_Requirement_
Transcribe every record beneath, precisely as written.

════════════════════

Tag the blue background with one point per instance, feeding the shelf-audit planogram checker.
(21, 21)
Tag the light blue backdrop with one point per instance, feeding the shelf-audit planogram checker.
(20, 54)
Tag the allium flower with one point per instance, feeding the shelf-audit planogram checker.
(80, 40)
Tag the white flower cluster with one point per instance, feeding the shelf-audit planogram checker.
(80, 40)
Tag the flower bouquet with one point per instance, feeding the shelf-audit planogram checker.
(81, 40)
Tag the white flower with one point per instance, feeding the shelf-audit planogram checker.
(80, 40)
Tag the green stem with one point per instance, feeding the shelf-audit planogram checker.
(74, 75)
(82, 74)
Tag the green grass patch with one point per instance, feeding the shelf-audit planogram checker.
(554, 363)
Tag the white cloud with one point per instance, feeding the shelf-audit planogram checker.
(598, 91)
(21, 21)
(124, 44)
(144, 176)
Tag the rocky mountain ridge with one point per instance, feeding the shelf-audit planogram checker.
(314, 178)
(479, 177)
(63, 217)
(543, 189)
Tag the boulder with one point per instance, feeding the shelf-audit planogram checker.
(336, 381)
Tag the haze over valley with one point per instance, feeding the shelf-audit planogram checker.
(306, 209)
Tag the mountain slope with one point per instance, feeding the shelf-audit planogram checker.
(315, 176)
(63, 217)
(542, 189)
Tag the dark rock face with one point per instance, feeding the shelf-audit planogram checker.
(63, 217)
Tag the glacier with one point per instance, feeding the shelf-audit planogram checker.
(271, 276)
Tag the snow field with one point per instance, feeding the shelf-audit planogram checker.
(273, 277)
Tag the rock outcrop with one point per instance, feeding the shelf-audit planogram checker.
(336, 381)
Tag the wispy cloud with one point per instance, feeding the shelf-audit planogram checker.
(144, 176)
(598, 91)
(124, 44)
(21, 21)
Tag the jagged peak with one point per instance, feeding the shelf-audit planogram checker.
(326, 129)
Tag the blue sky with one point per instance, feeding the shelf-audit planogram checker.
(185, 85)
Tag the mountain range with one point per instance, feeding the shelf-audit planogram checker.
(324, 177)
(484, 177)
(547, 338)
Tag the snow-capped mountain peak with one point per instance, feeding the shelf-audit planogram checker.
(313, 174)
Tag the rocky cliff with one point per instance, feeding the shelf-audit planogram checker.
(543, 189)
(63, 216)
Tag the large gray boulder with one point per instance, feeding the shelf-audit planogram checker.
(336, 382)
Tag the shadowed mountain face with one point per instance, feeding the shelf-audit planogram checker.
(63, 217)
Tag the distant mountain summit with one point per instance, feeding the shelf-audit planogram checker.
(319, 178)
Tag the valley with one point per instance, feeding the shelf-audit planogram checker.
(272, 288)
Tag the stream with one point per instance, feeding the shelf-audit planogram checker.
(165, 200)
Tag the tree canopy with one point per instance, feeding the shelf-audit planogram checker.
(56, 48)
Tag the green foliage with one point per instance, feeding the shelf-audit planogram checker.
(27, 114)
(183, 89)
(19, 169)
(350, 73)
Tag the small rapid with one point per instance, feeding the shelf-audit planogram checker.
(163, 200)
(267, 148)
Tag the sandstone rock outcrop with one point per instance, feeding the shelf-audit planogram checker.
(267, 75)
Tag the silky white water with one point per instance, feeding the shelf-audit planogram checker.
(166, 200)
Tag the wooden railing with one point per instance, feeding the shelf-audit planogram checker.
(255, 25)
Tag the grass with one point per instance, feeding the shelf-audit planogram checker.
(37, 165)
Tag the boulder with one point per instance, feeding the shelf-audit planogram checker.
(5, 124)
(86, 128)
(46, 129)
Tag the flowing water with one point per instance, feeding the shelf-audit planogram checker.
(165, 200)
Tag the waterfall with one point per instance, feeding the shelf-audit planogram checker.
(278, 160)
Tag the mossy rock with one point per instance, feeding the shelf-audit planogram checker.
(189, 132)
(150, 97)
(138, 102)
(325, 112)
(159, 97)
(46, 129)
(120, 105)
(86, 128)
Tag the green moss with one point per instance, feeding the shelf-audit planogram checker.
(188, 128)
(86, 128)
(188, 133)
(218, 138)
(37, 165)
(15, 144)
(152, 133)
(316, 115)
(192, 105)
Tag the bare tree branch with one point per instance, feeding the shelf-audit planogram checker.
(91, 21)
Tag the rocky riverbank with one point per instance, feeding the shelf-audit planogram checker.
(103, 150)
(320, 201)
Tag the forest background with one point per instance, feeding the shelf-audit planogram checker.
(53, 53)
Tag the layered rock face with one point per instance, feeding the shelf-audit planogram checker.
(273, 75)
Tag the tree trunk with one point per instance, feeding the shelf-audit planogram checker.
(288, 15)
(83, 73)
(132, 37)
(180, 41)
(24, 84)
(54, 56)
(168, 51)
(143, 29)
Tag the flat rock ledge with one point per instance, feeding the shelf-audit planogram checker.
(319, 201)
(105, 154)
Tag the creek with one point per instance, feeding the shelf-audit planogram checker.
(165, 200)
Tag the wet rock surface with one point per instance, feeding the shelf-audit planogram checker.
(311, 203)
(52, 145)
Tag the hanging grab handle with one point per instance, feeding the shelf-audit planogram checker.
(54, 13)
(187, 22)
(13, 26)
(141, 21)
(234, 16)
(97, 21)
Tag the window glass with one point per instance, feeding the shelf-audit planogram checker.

════════════════════

_Output of the task_
Tag the blue background with one point per instance, feeding the shelf-audit planogram checker.
(21, 21)
Tag the light blue backdrop with one point per instance, feeding the shelf-audit planogram checker.
(20, 54)
Tag the allium flower with one point per instance, feeding the shelf-audit planogram checker.
(80, 40)
Tag the white flower cluster with one point per instance, feeding the shelf-audit planogram checker.
(80, 40)
Tag the flower bouquet with one point per instance, feeding the shelf-audit planogram checker.
(81, 40)
Tag the white flower with one point per instance, feeding the shelf-audit planogram checker.
(80, 40)
Tag the green stem with one point per instance, feeding the shelf-audit planogram checker.
(74, 75)
(82, 74)
Tag the green grass patch with one point per instance, feeding the shelf-audit planogram checker.
(554, 363)
Tag the white cloud with one point per instance, feeding the shelf-audit planogram checker.
(598, 91)
(21, 21)
(124, 44)
(144, 176)
Tag the rocky mountain ridge with one point per instance, feeding the shelf-audit planogram checker.
(314, 178)
(479, 177)
(63, 217)
(543, 189)
Tag the boulder with one point per instance, feeding the shelf-audit planogram checker.
(336, 381)
Tag the haze over valley with one point per instance, feeding the shelf-audit planogram checker.
(306, 209)
Tag the mountain slope with one point per instance, feeding the shelf-audit planogram checker.
(315, 176)
(63, 217)
(542, 189)
Tag the dark rock face with one point per instance, feeding the shelf-audit planogram checker.
(63, 217)
Tag the glacier with one point per instance, feeding the shelf-audit planogram checker.
(271, 276)
Tag the snow field with one point per instance, feeding the shelf-audit planogram checker.
(273, 277)
Tag the rock outcrop with one point per instance, feeding the shelf-audit planogram checker.
(336, 381)
Tag the wispy cloud with one point per instance, feeding the shelf-audit planogram checker.
(144, 176)
(598, 91)
(124, 44)
(21, 21)
Tag the jagged peak with one point per instance, feeding the shelf-audit planogram checker.
(326, 129)
Tag the blue sky with one point per instance, feeding the shelf-audit planogram checker.
(185, 85)
Tag the mountain range with one point per instance, feeding the shelf-audit planogram checker.
(324, 177)
(484, 177)
(547, 338)
Tag the snow-capped mountain peak with one point per instance, feeding the shelf-audit planogram checker.
(313, 174)
Tag the rocky cliff with one point per instance, feeding the shelf-audit planogram checker.
(543, 189)
(63, 216)
Tag the large gray boulder with one point per instance, feeding the shelf-audit planogram checker.
(336, 382)
Tag the shadowed mountain face with one point per instance, feeding the shelf-audit planogram checker.
(63, 217)
Tag the distant mountain summit with one point per instance, feeding the shelf-audit planogram checker.
(319, 178)
Tag the valley with one point per instance, feeding the shelf-audit planogram checker.
(272, 288)
Tag the stream with one point per instance, feeding the shelf-audit planogram checker.
(165, 200)
Tag the tree canopy with one point per instance, feeding the shelf-audit planogram checker.
(56, 48)
Tag the green foliage with one point per instance, feeding the shelf-audit planogram checker.
(27, 114)
(183, 89)
(19, 169)
(350, 73)
Tag the small rapid with one point per instance, feeding the shelf-audit planogram checker.
(163, 200)
(267, 148)
Tag the sandstone rock outcrop with one point per instance, feeding the shelf-audit planogram checker.
(267, 75)
Tag the silky white water with one point per instance, feeding the shelf-audit planogram checker.
(166, 200)
Tag the wooden railing with one point per instance, feeding the shelf-audit planogram checker.
(255, 25)
Tag the grass with one point per instance, feeding the shelf-audit planogram checker.
(37, 165)
Tag the boulder with one point per instance, feeding the shelf-audit planogram checker.
(5, 124)
(86, 128)
(46, 129)
Tag the flowing water with one point per instance, feeding the shelf-audit planogram checker.
(165, 200)
Tag the waterfall with one point per instance, feeding the shelf-audit planogram checker.
(278, 160)
Tag the mossy rock with one point per instance, feeding the shelf-audit planogram checker.
(189, 132)
(150, 97)
(138, 102)
(325, 112)
(159, 97)
(46, 129)
(120, 105)
(86, 128)
Tag the green moss with one point per instance, feeding the shelf-audit planogram checker.
(188, 128)
(86, 128)
(188, 133)
(218, 138)
(37, 165)
(15, 144)
(152, 133)
(316, 115)
(192, 105)
Tag the bare tree branch with one point per instance, feeding the shelf-audit planogram checker.
(91, 21)
Tag the rocky riverbank with one point per instance, feeding the shelf-audit planogram checker.
(103, 150)
(320, 201)
Tag the forest background with one point per instance, feeding the shelf-audit planogram checker.
(53, 53)
Tag the layered rock face with one point per instance, feeding the shelf-audit planogram checker.
(273, 75)
Tag the tree trunk with one point per instance, feeding the shelf-audit planogram checker.
(288, 15)
(83, 73)
(132, 37)
(180, 41)
(24, 84)
(54, 56)
(168, 51)
(143, 29)
Tag the flat rock ledge with one point per instance, feeding the shelf-audit planogram checker.
(319, 201)
(105, 154)
Tag the creek with one point per instance, feeding the shelf-audit planogram checker.
(165, 200)
Tag the wet rock surface with one point per instance, feeding the shelf-audit planogram checker.
(311, 203)
(52, 145)
Tag the hanging grab handle with one point per instance, feeding the shelf-audit planogram checker.
(54, 13)
(187, 22)
(13, 26)
(141, 21)
(234, 16)
(97, 21)
Tag the window glass with one point per instance, feeding the shelf-audit planogram checker.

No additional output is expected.